● EXERCISE AIM
Search the records for the string "every", then copy each line that has it.
=== Section Start ===
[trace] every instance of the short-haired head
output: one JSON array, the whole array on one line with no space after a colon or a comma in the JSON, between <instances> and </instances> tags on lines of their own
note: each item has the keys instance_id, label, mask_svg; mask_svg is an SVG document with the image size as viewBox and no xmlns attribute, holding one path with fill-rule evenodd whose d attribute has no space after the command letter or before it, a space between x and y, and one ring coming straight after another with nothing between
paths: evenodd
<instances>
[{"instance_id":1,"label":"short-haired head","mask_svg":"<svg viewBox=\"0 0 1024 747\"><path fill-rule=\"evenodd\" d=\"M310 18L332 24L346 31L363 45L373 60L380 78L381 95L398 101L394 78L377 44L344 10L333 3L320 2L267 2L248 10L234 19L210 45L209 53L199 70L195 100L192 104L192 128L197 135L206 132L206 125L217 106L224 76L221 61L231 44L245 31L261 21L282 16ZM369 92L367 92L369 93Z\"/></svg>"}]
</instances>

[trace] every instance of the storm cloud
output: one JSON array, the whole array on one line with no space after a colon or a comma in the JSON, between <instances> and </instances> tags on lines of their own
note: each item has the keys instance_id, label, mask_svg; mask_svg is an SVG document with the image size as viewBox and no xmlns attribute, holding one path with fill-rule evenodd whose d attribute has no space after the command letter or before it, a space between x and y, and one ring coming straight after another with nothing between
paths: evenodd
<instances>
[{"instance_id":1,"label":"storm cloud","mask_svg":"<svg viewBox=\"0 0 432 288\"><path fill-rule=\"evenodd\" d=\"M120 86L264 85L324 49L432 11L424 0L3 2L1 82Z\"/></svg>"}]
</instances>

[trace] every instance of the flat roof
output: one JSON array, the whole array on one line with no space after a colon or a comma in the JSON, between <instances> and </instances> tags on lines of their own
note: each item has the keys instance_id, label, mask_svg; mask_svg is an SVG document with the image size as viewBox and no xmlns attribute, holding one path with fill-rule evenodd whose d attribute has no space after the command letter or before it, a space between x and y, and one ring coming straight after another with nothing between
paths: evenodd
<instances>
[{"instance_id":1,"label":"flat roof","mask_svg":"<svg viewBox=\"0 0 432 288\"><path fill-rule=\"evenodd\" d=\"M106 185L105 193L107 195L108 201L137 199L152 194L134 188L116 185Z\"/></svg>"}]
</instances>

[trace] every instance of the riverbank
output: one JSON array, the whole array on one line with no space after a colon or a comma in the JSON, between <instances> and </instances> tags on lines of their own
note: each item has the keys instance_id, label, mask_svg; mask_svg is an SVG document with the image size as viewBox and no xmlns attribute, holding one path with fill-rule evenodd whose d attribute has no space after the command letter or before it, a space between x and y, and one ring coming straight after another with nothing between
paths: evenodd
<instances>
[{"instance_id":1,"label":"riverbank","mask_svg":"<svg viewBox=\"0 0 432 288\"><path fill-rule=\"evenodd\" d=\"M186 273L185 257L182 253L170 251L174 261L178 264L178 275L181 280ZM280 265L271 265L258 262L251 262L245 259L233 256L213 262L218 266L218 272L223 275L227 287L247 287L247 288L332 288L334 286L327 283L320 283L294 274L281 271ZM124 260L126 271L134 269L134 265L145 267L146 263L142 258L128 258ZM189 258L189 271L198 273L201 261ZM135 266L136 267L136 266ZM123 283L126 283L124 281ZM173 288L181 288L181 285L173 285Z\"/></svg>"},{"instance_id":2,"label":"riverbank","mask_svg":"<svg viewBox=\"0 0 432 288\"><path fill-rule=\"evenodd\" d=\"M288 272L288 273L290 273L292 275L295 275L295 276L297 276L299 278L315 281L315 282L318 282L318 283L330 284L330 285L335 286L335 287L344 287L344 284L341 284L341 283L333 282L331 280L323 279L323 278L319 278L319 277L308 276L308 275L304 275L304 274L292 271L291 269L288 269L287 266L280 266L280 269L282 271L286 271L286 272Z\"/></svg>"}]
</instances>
=== Section End ===
● TASK RESPONSE
[trace] every instance of the short-haired head
[trace] every instance of the storm cloud
[trace] every instance of the flat roof
[trace] every instance of the riverbank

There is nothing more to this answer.